EXERCISE> Skip the pictures and extract all of the lines exactly as written.

RAW DATA>

============================================================

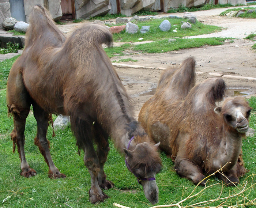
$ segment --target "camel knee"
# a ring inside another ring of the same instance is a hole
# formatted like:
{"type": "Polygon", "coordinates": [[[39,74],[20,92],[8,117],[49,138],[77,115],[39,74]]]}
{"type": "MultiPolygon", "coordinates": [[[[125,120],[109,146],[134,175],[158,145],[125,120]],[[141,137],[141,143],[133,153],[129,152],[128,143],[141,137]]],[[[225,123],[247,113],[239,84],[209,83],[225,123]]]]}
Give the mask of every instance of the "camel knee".
{"type": "Polygon", "coordinates": [[[84,165],[85,165],[89,171],[91,171],[94,175],[98,175],[100,169],[98,161],[95,161],[92,158],[84,158],[84,165]]]}

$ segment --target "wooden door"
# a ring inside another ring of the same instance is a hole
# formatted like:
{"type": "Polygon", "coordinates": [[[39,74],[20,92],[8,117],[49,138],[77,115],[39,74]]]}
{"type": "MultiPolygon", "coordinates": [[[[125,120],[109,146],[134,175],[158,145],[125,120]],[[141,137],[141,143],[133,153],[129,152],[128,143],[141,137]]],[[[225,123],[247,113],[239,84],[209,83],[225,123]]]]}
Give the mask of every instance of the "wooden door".
{"type": "Polygon", "coordinates": [[[26,22],[23,0],[10,0],[9,3],[12,17],[26,22]]]}
{"type": "Polygon", "coordinates": [[[61,20],[75,19],[75,0],[61,0],[60,6],[62,10],[61,20]]]}

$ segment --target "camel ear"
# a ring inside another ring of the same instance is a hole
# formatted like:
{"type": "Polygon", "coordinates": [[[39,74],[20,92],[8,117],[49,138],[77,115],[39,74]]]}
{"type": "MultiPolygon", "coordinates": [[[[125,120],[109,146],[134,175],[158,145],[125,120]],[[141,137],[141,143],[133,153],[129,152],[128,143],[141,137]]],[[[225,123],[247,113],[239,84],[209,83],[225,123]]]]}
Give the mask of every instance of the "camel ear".
{"type": "Polygon", "coordinates": [[[221,107],[217,107],[214,109],[214,112],[217,114],[219,114],[221,112],[222,108],[221,107]]]}
{"type": "Polygon", "coordinates": [[[156,144],[154,145],[154,147],[155,147],[157,148],[158,148],[160,145],[160,141],[158,142],[157,144],[156,144]]]}
{"type": "Polygon", "coordinates": [[[123,150],[124,150],[124,151],[127,156],[132,156],[132,151],[131,150],[125,148],[124,148],[123,150]]]}

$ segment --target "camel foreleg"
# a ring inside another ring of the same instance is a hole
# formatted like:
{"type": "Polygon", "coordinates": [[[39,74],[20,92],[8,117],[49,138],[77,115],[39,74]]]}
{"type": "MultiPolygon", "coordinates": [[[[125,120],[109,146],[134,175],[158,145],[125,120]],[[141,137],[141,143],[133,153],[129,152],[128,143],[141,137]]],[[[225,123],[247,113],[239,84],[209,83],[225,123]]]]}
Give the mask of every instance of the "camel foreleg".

============================================================

TASK RESULT>
$ segment --target "camel knee"
# a ring inside another ring of the same instance is a hole
# formatted like:
{"type": "Polygon", "coordinates": [[[39,74],[20,92],[8,117],[49,138],[77,115],[39,74]]]}
{"type": "MultiPolygon", "coordinates": [[[[125,120],[109,146],[134,175],[158,145],[125,120]],[[141,137],[141,143],[133,153],[129,152],[128,143],[141,137]]],[[[225,123],[247,113],[239,84],[209,83],[225,123]]]]}
Give the mask of every instance of the "camel knee".
{"type": "Polygon", "coordinates": [[[84,165],[85,165],[89,171],[91,171],[94,175],[98,175],[100,169],[98,161],[95,161],[92,158],[84,158],[84,165]]]}

$ segment --target "wooden door"
# a ring inside another ring of the same instance is a hole
# formatted like:
{"type": "Polygon", "coordinates": [[[39,74],[20,92],[8,117],[49,138],[77,115],[39,74]]]}
{"type": "MultiPolygon", "coordinates": [[[[125,120],[109,146],[134,175],[158,145],[125,120]],[[141,137],[141,143],[133,153],[129,152],[128,143],[141,137]]],[[[225,123],[247,113],[239,84],[209,83],[225,123]]]]}
Give the mask of every instance of the "wooden door".
{"type": "Polygon", "coordinates": [[[26,22],[23,0],[10,0],[9,3],[12,17],[26,22]]]}
{"type": "Polygon", "coordinates": [[[61,20],[75,19],[75,0],[61,0],[60,6],[62,10],[61,20]]]}

$ segment --target "camel ear"
# a ring inside another ring of the same instance is a hole
# formatted like:
{"type": "Polygon", "coordinates": [[[39,74],[20,92],[8,117],[49,138],[77,115],[39,74]]]}
{"type": "MultiPolygon", "coordinates": [[[[125,120],[109,146],[134,175],[158,145],[125,120]],[[141,137],[141,143],[133,153],[129,152],[128,143],[141,137]]],[[[225,123],[247,113],[239,84],[209,83],[225,123]]]]}
Give the mask of every instance of the "camel ear".
{"type": "Polygon", "coordinates": [[[221,107],[217,107],[214,109],[214,112],[217,114],[219,114],[221,112],[222,108],[221,107]]]}
{"type": "Polygon", "coordinates": [[[156,144],[154,145],[154,147],[155,147],[157,148],[158,148],[160,145],[160,141],[158,142],[157,144],[156,144]]]}
{"type": "Polygon", "coordinates": [[[123,150],[124,150],[124,151],[127,156],[132,156],[132,151],[131,150],[125,148],[124,148],[123,150]]]}

$ segment --target "camel foreleg"
# a ring inside another ring of the same instance is a hole
# formatted like:
{"type": "Polygon", "coordinates": [[[39,74],[20,92],[8,117],[49,138],[77,115],[39,74]]]}
{"type": "MultiPolygon", "coordinates": [[[[125,120],[109,146],[134,175],[158,145],[125,120]],[[141,137],[141,143],[133,153],[129,152],[128,143],[141,137]]],[[[225,123],[247,113],[239,84],[209,83],[225,123]]]]}
Give the mask of every instance of the "camel foreleg".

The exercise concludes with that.